WHAT YOU SHOULD DO:
Rewrite each of the entries below with every occurrence of "one point per instance" changed to "a single point for each instance", leaving everything else unchanged.

-- Start of MATERIAL FOR THIS TASK --

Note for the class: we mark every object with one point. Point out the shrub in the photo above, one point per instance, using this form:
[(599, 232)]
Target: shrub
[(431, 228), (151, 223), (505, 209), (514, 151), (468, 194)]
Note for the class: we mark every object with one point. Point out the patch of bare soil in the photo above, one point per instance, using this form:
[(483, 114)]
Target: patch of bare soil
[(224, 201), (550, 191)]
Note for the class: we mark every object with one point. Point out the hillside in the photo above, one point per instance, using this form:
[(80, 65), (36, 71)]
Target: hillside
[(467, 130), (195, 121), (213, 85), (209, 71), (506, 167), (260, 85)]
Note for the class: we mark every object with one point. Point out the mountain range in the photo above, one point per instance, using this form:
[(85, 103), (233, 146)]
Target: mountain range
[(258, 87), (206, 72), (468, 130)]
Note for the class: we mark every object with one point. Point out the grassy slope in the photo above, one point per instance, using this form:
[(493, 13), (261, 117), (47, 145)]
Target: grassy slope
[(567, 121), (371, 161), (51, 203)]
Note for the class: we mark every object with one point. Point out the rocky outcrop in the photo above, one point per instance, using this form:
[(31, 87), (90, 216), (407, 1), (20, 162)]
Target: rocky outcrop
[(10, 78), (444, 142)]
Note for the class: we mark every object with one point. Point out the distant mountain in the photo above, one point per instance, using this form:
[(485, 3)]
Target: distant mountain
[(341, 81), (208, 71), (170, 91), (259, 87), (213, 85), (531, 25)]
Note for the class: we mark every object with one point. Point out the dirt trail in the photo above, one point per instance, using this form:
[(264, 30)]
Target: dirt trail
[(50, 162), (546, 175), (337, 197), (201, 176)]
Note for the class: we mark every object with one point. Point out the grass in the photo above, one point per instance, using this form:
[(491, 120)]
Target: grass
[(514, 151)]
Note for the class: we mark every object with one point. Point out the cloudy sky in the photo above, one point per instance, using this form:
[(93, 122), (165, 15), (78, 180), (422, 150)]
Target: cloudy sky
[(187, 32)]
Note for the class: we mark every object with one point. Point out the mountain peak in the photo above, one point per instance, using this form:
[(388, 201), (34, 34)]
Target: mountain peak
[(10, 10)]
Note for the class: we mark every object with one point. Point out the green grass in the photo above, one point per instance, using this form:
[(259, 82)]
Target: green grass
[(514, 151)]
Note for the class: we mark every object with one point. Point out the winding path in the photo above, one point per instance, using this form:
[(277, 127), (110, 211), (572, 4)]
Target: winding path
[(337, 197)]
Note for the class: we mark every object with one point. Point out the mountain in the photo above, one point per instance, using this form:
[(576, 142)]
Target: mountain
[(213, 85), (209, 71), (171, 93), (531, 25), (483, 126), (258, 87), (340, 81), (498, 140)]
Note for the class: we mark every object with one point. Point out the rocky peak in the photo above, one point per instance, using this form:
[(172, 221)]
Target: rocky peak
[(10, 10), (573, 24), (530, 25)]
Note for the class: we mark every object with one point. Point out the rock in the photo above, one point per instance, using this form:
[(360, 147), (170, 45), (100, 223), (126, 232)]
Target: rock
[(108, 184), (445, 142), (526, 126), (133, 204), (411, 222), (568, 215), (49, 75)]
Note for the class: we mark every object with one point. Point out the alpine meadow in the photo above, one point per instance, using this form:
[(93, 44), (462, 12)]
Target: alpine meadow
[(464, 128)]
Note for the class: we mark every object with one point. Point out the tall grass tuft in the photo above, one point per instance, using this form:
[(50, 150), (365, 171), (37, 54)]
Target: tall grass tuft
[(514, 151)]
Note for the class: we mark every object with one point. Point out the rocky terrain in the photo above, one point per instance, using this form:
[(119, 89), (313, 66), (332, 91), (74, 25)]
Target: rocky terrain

-- End of MATERIAL FOR THIS TASK --

TASK RESPONSE:
Note for the class: we mark every object with one point. Point out the shrub in the photo above, a single point for each instance, using this form:
[(599, 232)]
Target: shrub
[(431, 228), (151, 223), (505, 209), (514, 151), (468, 194)]
Note for the class: we mark every object with one point. Point out the patch of bare soil in the photo above, a single point for each instance, using this form:
[(483, 114)]
Target: patch of bare soil
[(224, 201), (550, 191)]
Note for the class: we mark every object with one point. Point out the hillside in the photo above, a single point for each instance, using this form:
[(80, 65), (36, 71)]
Target: hillside
[(467, 130), (195, 121), (213, 85), (209, 71), (506, 167), (260, 85)]
Note for the class: we mark every object with one point. Point out the mountain range in the photo above, a single point for each instance, using this form:
[(85, 103), (233, 146)]
Target: mountain range
[(258, 87), (206, 72), (468, 130)]
Note for the class: we mark every object with one point. Point out the grassy slope in the photo above, a single point for each instance, using this form:
[(493, 13), (261, 117), (47, 145)]
Target: grassy slope
[(567, 121), (371, 161), (51, 203)]
Note for the class: we mark every object with one point. Point out the rocky outcrop in the photo above, a single point for each instance, using this form:
[(31, 87), (90, 216), (407, 1), (20, 162)]
Target: rocky outcrop
[(10, 78), (444, 142)]
Note for the class: we mark every object with one point. Point out the distant mountain in the photo above, a single point for each instance, using this form:
[(485, 3)]
Target: distant mountain
[(341, 81), (208, 71), (170, 91), (259, 87), (213, 85), (531, 25)]
Note for the class: we mark every object with one point. Point out the dirt trail in the photo above, a single point for each instance, using this form:
[(264, 30)]
Target: dirt trail
[(50, 162), (546, 175), (337, 197), (201, 176)]
Note for the class: we mark every object with one point. Point out the grass in the photo above, a single point for each instance, using this form:
[(491, 120)]
Target: grass
[(514, 151)]
Note for the class: we mark every object with one point. Point out the cloudy sky in the photo above, a single point for each instance, using this form:
[(93, 122), (165, 15), (78, 180), (422, 150)]
Target: cloudy sky
[(187, 32)]
Note for the class: we mark every object with one point. Point out the mountain peak in the photo above, a single point for each instance, using this form:
[(388, 201), (34, 34)]
Target: mountain peak
[(10, 10)]
Note for the class: we mark every object with one point. Point out the green grass in the photo above, a single point for each instance, using this form:
[(259, 82)]
Target: green grass
[(514, 151)]
Note for the class: we mark every object with one point. Point out the winding path in the photo above, a single point for each instance, using this form:
[(277, 127), (110, 211), (572, 4)]
Target: winding path
[(337, 197)]
Note for the class: we mark every object with one point. Point out the mountain in the photo above, a single point for each instance, using this form:
[(576, 142)]
Target: mountain
[(213, 85), (209, 71), (171, 93), (531, 25), (483, 126), (258, 87), (340, 81), (498, 140)]
Note for the class: we mark every object with one point. Point out the rocky peak in the photo above, a single point for each instance, using this form:
[(172, 221)]
Target: rocky peak
[(10, 10), (573, 24), (530, 25)]
Note for the class: we mark every object with one point. Point out the rock in the photo above, a single point for each instance, using this form:
[(360, 147), (170, 45), (100, 223), (126, 232)]
Target: rock
[(108, 184), (445, 142), (526, 126), (133, 204), (411, 222), (568, 215), (49, 75)]
Note for the class: we mark every object with one point. Point out the alpine meadow in the photo above, a single point for each instance, using this form:
[(93, 44), (462, 12)]
Target: alpine meadow
[(464, 128)]
Note for the class: we mark every object with one point. Point out the tall grass tuft in the photo above, a single point for each instance, using this form:
[(50, 150), (365, 171), (37, 54)]
Target: tall grass tuft
[(514, 151)]
Note for the class: we mark every object with one point. Point out the rocky terrain in the photo above, a single point for each instance, using this form:
[(119, 89), (313, 66), (332, 91), (74, 25)]
Target: rocky terrain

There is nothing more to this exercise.